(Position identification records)

-- START --

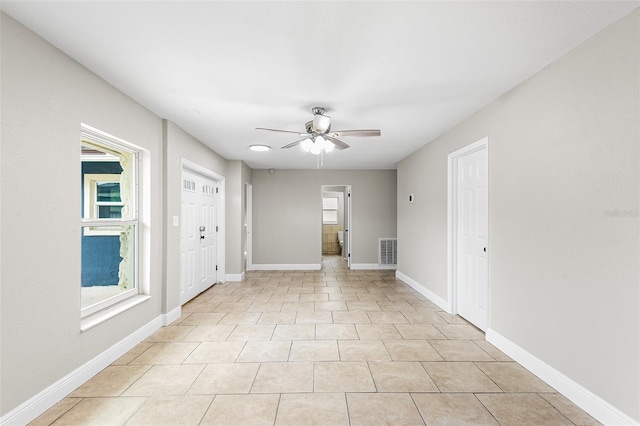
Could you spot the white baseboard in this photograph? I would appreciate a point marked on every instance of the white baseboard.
(424, 291)
(234, 278)
(287, 267)
(598, 408)
(372, 266)
(38, 404)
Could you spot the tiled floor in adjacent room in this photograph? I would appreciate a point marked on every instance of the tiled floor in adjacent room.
(335, 347)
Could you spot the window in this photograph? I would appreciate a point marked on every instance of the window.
(109, 221)
(330, 210)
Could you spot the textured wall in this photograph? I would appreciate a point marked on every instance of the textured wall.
(564, 176)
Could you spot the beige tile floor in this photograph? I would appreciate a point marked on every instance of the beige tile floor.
(334, 347)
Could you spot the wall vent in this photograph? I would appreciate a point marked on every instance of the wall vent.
(387, 251)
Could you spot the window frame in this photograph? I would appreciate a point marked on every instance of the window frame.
(105, 142)
(91, 204)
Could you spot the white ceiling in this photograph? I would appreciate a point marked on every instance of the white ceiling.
(220, 69)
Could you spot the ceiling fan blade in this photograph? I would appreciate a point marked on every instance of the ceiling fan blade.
(338, 143)
(281, 131)
(292, 144)
(341, 133)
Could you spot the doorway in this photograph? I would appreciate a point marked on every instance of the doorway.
(200, 247)
(468, 233)
(336, 225)
(247, 263)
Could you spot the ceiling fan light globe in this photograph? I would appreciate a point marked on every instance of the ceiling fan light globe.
(306, 145)
(316, 149)
(321, 123)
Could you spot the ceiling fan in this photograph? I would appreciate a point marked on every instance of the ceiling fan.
(318, 137)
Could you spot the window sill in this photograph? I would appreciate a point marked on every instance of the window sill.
(106, 314)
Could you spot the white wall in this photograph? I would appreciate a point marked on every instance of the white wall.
(564, 272)
(45, 97)
(238, 173)
(287, 213)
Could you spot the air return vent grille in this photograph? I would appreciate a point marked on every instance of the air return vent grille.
(387, 251)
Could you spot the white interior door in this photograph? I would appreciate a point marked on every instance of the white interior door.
(198, 236)
(472, 237)
(189, 240)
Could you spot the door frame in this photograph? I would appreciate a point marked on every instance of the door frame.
(452, 223)
(346, 190)
(248, 226)
(191, 167)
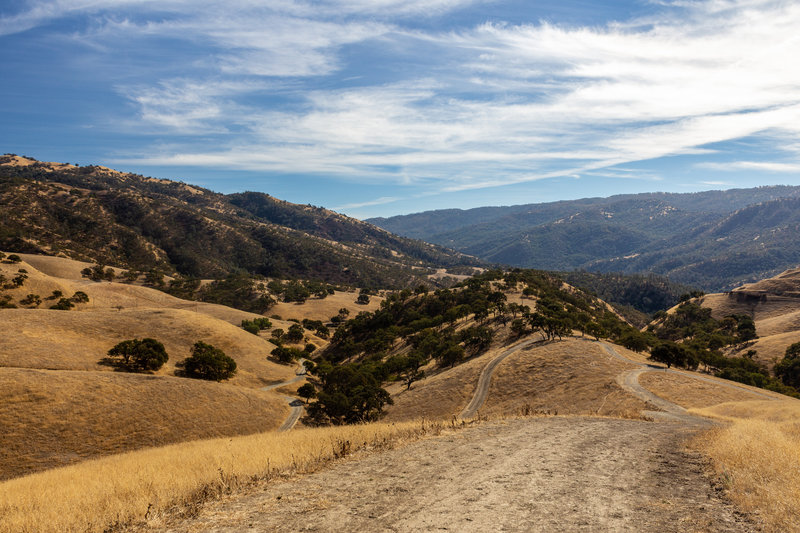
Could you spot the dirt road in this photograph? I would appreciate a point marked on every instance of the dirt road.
(536, 474)
(296, 406)
(540, 474)
(485, 379)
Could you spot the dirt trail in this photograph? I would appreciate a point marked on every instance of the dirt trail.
(539, 474)
(296, 405)
(485, 379)
(629, 380)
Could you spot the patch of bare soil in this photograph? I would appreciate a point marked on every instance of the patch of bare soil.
(540, 474)
(572, 376)
(693, 393)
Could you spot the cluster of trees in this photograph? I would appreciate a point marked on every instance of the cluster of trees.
(65, 304)
(256, 325)
(138, 355)
(788, 370)
(99, 273)
(646, 294)
(351, 370)
(348, 393)
(299, 290)
(149, 355)
(691, 336)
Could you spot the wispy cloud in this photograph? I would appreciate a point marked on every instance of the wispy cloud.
(476, 107)
(378, 201)
(760, 166)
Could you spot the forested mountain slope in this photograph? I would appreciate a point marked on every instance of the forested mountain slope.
(715, 239)
(96, 214)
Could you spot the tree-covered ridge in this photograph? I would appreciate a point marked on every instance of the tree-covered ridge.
(689, 336)
(102, 216)
(443, 328)
(714, 240)
(636, 296)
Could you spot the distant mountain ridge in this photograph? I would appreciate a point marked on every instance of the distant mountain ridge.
(714, 240)
(97, 214)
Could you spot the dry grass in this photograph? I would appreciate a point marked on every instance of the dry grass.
(440, 396)
(59, 267)
(758, 456)
(70, 340)
(56, 418)
(690, 393)
(64, 274)
(143, 486)
(777, 319)
(572, 376)
(324, 309)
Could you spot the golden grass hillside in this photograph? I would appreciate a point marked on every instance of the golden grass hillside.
(141, 486)
(323, 309)
(694, 393)
(757, 454)
(572, 376)
(54, 418)
(79, 340)
(46, 274)
(774, 305)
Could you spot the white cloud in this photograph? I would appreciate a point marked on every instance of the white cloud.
(478, 107)
(378, 201)
(760, 166)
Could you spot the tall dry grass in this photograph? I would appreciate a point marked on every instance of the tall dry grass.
(757, 454)
(146, 484)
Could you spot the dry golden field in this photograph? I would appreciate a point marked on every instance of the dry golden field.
(53, 418)
(572, 376)
(777, 318)
(692, 393)
(323, 309)
(79, 340)
(60, 406)
(757, 454)
(142, 486)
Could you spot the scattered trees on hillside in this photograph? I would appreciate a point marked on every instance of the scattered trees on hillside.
(208, 362)
(256, 325)
(350, 393)
(98, 273)
(137, 355)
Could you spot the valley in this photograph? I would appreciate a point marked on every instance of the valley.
(370, 401)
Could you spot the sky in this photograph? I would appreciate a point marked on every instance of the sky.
(386, 107)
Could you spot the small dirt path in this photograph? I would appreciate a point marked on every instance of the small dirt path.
(485, 379)
(533, 475)
(632, 377)
(296, 406)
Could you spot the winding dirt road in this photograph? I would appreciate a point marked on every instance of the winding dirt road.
(296, 406)
(485, 379)
(534, 475)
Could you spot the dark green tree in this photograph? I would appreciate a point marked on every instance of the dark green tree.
(208, 362)
(139, 355)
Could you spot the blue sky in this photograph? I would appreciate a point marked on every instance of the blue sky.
(384, 107)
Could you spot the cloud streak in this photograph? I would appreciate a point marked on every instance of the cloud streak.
(477, 107)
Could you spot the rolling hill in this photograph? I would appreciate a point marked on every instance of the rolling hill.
(715, 240)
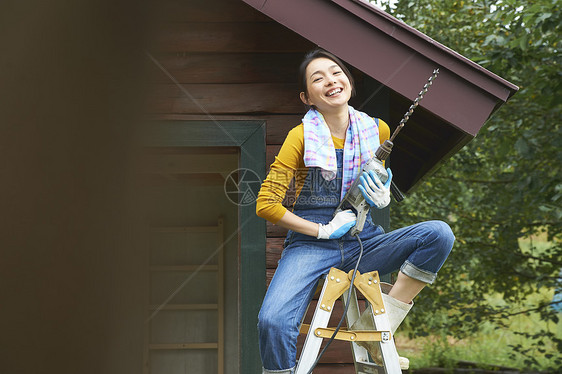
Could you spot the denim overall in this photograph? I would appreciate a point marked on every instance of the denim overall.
(418, 251)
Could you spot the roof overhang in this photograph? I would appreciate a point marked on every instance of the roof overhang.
(458, 104)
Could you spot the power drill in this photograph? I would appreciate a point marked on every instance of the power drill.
(353, 197)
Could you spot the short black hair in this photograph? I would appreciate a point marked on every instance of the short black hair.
(319, 53)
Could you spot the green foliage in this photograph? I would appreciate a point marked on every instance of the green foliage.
(505, 187)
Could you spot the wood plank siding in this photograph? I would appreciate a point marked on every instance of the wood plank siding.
(223, 60)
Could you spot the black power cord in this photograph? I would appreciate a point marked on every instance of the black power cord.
(346, 305)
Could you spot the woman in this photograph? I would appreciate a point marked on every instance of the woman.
(324, 155)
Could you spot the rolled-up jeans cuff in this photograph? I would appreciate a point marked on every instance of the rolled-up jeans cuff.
(287, 371)
(415, 272)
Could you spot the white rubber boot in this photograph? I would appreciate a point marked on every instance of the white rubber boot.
(396, 311)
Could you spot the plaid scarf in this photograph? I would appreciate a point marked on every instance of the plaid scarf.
(361, 143)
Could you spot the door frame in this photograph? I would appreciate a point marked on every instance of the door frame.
(249, 137)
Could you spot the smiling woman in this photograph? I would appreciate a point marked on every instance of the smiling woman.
(324, 155)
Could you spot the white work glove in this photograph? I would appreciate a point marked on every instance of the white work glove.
(374, 192)
(338, 226)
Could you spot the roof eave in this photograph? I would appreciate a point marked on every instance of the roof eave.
(397, 55)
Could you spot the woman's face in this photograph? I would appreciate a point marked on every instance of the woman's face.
(328, 88)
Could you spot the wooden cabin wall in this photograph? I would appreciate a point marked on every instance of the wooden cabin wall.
(232, 63)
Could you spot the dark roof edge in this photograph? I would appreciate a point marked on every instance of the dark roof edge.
(412, 38)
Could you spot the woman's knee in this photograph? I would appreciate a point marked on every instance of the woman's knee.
(272, 322)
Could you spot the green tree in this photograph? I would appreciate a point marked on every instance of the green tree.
(504, 188)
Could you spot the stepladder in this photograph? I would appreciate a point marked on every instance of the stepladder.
(368, 326)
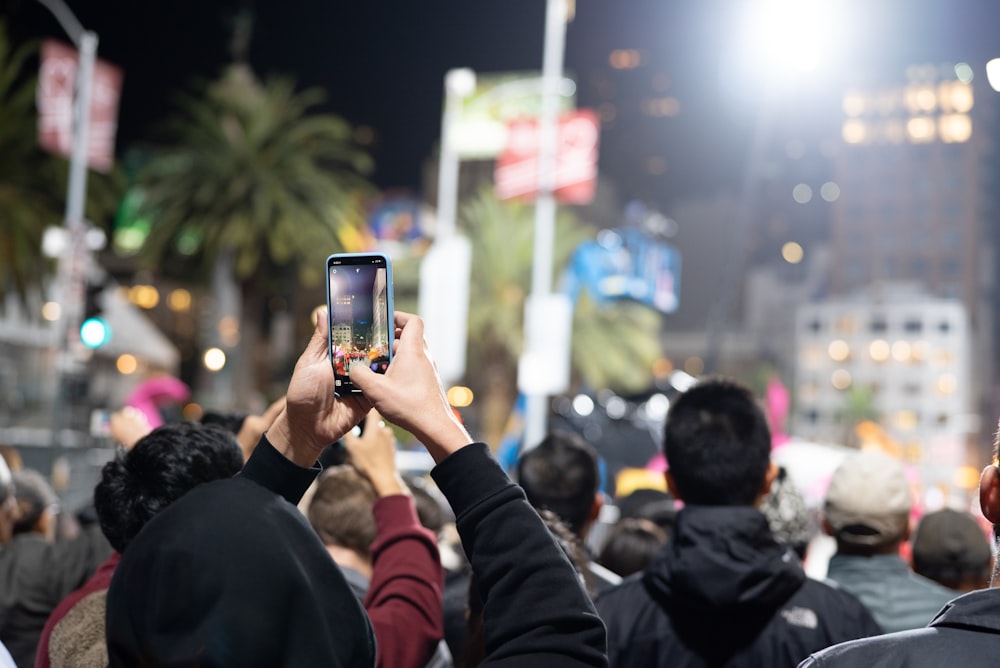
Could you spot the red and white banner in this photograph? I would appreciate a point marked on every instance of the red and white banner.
(516, 172)
(56, 87)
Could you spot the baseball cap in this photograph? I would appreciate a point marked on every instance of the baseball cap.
(868, 500)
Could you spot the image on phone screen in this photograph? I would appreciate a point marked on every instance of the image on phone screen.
(359, 294)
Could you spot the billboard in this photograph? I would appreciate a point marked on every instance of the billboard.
(480, 133)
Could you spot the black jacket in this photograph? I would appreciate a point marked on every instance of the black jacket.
(724, 593)
(965, 633)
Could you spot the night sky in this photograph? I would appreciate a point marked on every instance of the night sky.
(382, 63)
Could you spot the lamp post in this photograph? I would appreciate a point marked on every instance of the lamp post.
(74, 260)
(547, 316)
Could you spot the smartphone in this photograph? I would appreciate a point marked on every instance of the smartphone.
(359, 308)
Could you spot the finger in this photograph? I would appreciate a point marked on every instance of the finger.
(366, 379)
(373, 421)
(273, 410)
(318, 346)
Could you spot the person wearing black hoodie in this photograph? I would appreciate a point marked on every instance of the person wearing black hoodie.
(723, 591)
(232, 574)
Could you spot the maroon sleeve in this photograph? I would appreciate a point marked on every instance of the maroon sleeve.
(404, 599)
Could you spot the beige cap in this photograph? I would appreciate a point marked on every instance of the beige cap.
(868, 500)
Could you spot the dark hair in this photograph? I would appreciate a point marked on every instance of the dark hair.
(430, 512)
(631, 545)
(717, 444)
(34, 496)
(341, 509)
(163, 465)
(654, 505)
(561, 475)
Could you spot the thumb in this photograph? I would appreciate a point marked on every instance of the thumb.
(367, 380)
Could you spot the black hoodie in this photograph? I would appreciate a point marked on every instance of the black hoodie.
(723, 592)
(231, 574)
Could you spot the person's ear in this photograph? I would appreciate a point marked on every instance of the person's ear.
(989, 493)
(769, 477)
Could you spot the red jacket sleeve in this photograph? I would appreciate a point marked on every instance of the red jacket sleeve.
(404, 599)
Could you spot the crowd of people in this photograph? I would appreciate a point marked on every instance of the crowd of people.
(247, 540)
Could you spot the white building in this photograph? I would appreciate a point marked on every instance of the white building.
(910, 353)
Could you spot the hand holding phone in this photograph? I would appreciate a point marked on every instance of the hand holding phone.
(359, 308)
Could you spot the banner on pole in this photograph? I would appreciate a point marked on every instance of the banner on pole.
(56, 93)
(516, 172)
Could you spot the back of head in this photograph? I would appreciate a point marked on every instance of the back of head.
(34, 497)
(231, 422)
(162, 466)
(231, 574)
(658, 507)
(867, 506)
(717, 444)
(561, 475)
(631, 545)
(951, 548)
(341, 510)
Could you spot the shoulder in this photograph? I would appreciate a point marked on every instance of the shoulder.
(920, 647)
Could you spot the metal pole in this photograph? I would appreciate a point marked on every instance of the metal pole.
(75, 262)
(457, 85)
(536, 408)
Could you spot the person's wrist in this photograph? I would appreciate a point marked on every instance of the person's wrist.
(282, 438)
(389, 485)
(444, 437)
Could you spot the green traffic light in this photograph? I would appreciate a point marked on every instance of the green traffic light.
(95, 332)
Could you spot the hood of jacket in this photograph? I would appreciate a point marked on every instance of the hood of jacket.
(723, 562)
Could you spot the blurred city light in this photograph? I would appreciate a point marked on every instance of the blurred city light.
(583, 405)
(127, 364)
(214, 359)
(792, 252)
(179, 300)
(839, 350)
(993, 73)
(460, 396)
(787, 35)
(682, 381)
(841, 379)
(51, 311)
(829, 191)
(964, 72)
(94, 332)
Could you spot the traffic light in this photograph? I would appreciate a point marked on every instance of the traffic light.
(94, 330)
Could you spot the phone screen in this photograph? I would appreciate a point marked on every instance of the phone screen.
(359, 307)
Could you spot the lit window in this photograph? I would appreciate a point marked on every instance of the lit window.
(854, 132)
(879, 350)
(955, 128)
(921, 129)
(838, 350)
(841, 379)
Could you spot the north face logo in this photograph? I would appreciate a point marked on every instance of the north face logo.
(803, 617)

-- END --

→ Exercise aim: Repeat the line containing "Could you spot the white building" and all subsequent lines through the final line of the data, exactly and with no others.

→ Output for this exercise:
Could you spot the white building in this photograph? I would appreciate a point marked on every instance of the white building.
(910, 353)
Could you spot the hand holding phone in this photograph? I would appreciate a point marked on every instance of the hand holding phone.
(359, 308)
Could you spot the banner on pole in this photograph? I would appreciate a point marked on every instance of the banner on pole.
(56, 93)
(516, 172)
Could you spot the back of head in this photograph? I would appreciate a point marked on every instance of the back of head.
(34, 497)
(231, 422)
(162, 466)
(231, 574)
(658, 507)
(867, 506)
(717, 444)
(561, 475)
(631, 545)
(951, 548)
(341, 510)
Could you spot the shoulder in this photograph? I would appreciate a point marked on every instance of the shoulder.
(920, 647)
Could you spot the metal pole in this photograph? I would appreciate a point marked on every instance of the metal pole.
(75, 262)
(457, 85)
(536, 408)
Could you spot the person's wrist in this photograph? I would appreciate a point marked on every instance of the person's wrist.
(282, 438)
(389, 485)
(444, 437)
Could you spot the green traffic light in this photograph? I would appreciate a point marked on every instance of the green traffic light.
(95, 332)
Could you spot the hood of jacket in this photograph? I would appreciate a point marked on every instance of the hood of jacket.
(723, 562)
Could you spot the blurred city light in this photograph? I would appreciate a point marked on every instance of the blurred city light.
(583, 405)
(127, 364)
(214, 359)
(792, 252)
(179, 300)
(839, 350)
(993, 73)
(460, 396)
(787, 35)
(682, 381)
(841, 379)
(51, 311)
(829, 191)
(964, 72)
(94, 332)
Could you spot the traffic light in this photograph? I would appreciate a point marked on every instance of the traffic light.
(94, 330)
Could you spot the phone screen in this photograph? I would appreciate a point marked on every instance of the phone screen.
(359, 307)
Could you spot the lit window in this photograph? I would appreciate a point marked on every instance of the lit window.
(854, 132)
(879, 350)
(955, 128)
(921, 129)
(838, 350)
(841, 379)
Could you spot the north face logo in this photograph? I would appreciate a point marked on every instance of the north face logo.
(803, 617)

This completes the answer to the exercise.